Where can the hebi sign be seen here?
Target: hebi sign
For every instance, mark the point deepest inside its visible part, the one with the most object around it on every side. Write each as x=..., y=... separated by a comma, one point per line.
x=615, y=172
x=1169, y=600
--------------------------------
§ **What is asked**
Copy out the data above line for line, with no changes.

§ **Full solution**
Where can the hebi sign be seen here?
Target: hebi sign
For every instance, mark the point deepest inside its visible part, the one with the most object around it on every side. Write each as x=..., y=... separated by a comma, one point per line.
x=615, y=172
x=1169, y=600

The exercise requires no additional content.